Tom Sharpe: "Bloody Mary" und "Der Einfaltspinsel"
"Bloody Mary":
Lady Mary Evans,
die exzentrische Witwe des früheren Rektors vom Porterhouse College glaubt, dass
ihr Gatte einem infamen Komplott seiner Kollegen erlegen sei. Sie setzt alles
daran, die Wahrheit herauszufinden ...
Nach den Ereignissen in
"Schwanenschmaus in Porterhouse" und dem unwürdigen Ableben von Sir Evans hat
Skullion die Position des Masters übernommen und verbreitet von seinem Rollstuhl
aus in der finanziell dahinvegetierenden Lehranstalt immer noch Angst und
Schrecken unter den Professoren, weswegen die Suche nach einem möglichen Ersatz
auch noch nicht gänzlich aufgegeben wurde. Während der Dekan damit beschäftigt
ist, besucht der Schatzmeister eine Seminarreihe zur Finanzierung von
Bildungseinrichtungen, bei der er von einem überaus seltsamen Amerikaner
angesprochen wird, der für eine obskure Firma namens "Transworld Television"
arbeitet. Der Leiter derselben, Edgar Hartang, plant nämlich eine
Bildungseinrichtung zu finanzieren. Er lädt den Schatzmeister zu sich ein und
dieser sieht verblüfft viele Menschen, die Ebenbilder ihres Arbeitsgebers
darstellen - was sich später als eine ungute Sache herausstellen soll
...
Als "Transworld Television" mit Hilfe eines Ü-Wagens und eines
kompletten Filmteams versucht, einen Bericht an den zurückgezogen lebenden
Arbeitgeber zu schicken, werden denkmalgeschützte Bausubstanz und die Nerven des
Dekans nachhaltig geschädigt. Und Mr. Hartang sieht sich plötzlich
Schadenersatzforderungen gegenüber, die sein Leben verändern sollen. Der Mann,
der durch Finanzierung von Bildungseinrichtungen Mafia-Gelder waschen wollte,
bekommt in seinem Leben eine Generalreinigung, die sich gewaschen
hat.
Zur gleichen Zeit, als das Filmpersonal seinem Chef ein Ei ins Nest
legt, kommt mit einem neuen Stiftungsdozenten ein Kuckucksei nach Porterhouse.
Er soll im Auftrag von Lady Evans herausfinden, wie genau Sir Godber den Tod
gefunden hat und wer letztendlich dafür verantwortlich war. Dieser mehr oder
weniger freiwillige Detektiv bekommt schnell wesentlich mehr heraus, als er
erwartet hat - und sicherlich mehr, als Lady Evans erhofft hatte.
Gelage,
Besäufnisse, Katastrophen ohne Ende, Verhöre jenseits jeder Erwägung von
Menschenrechten - Tom Sharpe hat mal wieder voll zugeschlagen und lässt die
Lachtränen fließen, wobei in der Hörspielversion die gekürzte Fassung leider
einige gute Momente unter den Tisch fallen lässt.
= = =
Aufgaben -
1/ Für welche Firma arbeitet laut dem Text über Tom Sharpes „Bloody Mary“ der Amerikaner, der den Schatzmeister anspricht?
2/ Schreiben Sie den Text über Tom Sharpes „Bloody Mary“ nach seinem letzten Satz weiter.

Erfasste Daten -
= = =
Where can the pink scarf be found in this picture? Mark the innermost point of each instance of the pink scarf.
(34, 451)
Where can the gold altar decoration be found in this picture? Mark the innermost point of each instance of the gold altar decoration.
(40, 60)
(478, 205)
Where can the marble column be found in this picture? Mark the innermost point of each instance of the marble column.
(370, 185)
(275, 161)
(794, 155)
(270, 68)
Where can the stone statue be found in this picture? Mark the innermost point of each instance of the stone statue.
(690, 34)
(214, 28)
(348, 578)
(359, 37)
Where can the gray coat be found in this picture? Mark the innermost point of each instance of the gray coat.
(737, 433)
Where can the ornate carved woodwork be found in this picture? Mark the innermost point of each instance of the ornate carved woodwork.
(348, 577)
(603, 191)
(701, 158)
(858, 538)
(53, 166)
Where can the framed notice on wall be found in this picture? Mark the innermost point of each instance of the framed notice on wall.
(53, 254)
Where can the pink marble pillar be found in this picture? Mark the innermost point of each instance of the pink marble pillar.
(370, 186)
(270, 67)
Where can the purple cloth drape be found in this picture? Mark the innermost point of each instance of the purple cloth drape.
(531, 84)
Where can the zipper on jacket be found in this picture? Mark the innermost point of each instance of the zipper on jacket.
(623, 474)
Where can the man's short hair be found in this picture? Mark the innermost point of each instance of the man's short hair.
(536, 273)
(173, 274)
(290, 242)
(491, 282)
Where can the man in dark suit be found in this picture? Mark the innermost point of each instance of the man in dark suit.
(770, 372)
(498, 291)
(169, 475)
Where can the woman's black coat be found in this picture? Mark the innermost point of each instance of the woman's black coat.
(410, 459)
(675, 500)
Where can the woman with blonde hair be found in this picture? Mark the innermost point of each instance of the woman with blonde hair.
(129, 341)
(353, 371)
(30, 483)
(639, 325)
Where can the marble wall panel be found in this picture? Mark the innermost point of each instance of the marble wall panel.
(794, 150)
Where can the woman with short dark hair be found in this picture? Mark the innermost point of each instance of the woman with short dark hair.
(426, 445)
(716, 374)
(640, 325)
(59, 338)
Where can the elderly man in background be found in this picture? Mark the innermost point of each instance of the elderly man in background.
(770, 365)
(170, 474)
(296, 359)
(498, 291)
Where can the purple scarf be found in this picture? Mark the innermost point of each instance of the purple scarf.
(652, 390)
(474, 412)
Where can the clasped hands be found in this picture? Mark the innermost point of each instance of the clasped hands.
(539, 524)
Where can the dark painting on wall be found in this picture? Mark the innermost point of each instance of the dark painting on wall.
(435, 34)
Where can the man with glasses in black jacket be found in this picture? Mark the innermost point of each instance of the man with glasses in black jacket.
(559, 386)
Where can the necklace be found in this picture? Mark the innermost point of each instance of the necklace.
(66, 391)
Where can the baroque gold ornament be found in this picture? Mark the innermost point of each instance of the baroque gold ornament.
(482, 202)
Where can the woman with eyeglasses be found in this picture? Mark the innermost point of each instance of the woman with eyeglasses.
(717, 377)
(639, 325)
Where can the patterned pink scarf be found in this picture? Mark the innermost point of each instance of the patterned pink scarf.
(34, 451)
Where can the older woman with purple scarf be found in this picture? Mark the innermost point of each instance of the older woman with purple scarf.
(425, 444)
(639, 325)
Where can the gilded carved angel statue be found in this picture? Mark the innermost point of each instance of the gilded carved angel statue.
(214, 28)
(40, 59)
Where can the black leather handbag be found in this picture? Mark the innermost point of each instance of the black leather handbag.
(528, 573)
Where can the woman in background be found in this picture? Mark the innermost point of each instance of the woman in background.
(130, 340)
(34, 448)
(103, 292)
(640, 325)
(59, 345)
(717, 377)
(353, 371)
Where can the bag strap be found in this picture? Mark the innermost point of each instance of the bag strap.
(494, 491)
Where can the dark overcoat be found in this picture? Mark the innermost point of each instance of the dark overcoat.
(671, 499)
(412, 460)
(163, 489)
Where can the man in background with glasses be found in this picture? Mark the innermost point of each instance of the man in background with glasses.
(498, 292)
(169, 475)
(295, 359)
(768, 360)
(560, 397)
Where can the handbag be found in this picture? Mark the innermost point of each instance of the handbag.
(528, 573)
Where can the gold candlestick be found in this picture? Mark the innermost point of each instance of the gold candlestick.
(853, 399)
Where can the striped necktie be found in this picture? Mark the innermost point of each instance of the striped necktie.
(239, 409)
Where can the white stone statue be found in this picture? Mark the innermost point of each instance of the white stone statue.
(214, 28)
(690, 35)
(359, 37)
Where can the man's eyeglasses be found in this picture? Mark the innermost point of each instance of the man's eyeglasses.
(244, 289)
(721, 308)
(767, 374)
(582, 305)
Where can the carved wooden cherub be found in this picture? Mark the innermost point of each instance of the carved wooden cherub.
= = =
Antworten je Aufgabe -
1/ Er arbeitet für die Firma „Transworld Television“.

2/
"Der Einfaltspinsel":
Henry Wilt hat es nicht leicht: Seine Lehrerkollegen an der
Schule
rauben ihm den letzten Nerv, seine vier heftig pubertierenden Töchter tanzen
ihm auf der Nase herum, und dann kommt seine Frau Eva auch noch auf die Idee,
der verhassten Verwandtschaft in Amerika einen Besuch abzustatten. Das ist einfach
zu viel auf einmal, und so ist Henry wild entschlossen, all diesen Zumutungen
ein Ende zu bereiten.
Henry Wilt ist wieder unter uns. Nach einer
mehrjährigen Pause hat Tom Sharpe seine bekannteste Romanfigur für ihr viertes
Abenteuer antreten lassen und diesmal werden die Ereignisse in jene Zeit gelegt,
von welcher Lehrer nach allgemeiner Ansicht viel zu viel haben - die Ferien. Nur
wird es nicht der übliche mehr oder weniger geruhsame Familienausflug an einen
See mit Eva und den Vierlingen sein, denn Evas Verwandtschaft in Amerika hat die
Wilts eingeladen, und mit einer Spekulation auf eine ausgiebige Erbschaft von
den kinderlosen Anverwandten ist Eva sofort Feuer und Flamme. Wenn da nur nicht
Henry wäre, der diese Verwandten nicht besonders leiden kann - was durchaus auf
Gegenseitigkeit beruht - und der aber trotzdem nicht einfach zu Hause bleiben
soll, da dies Evas Vorstellungen von Familie widerspricht.
Henry kann auf
neuerlichen Kontakt mit der amerikanischen Verwandtschaft allerdings gut
verzichten und so entwickelt er einen Plan, der dafür sorgt, dass Eva darauf
besteht, dass er in England bleibt. Und dies ist ihm mehr als recht, denn er
möchte gerne mit einem Rucksack und festem Schuhwerk das "alte" England erlaufen
und dafür kommt ihm die sechswöchige Abwesenheit der engeren Familie gerade
gelegen. Kaum hat der Flieger abgehoben, hebt Henry etwas Bargeld ab und macht
sich sofort auf den Weg. Ohne Plan, ohne Karten und ohne unnötigen
Ballast.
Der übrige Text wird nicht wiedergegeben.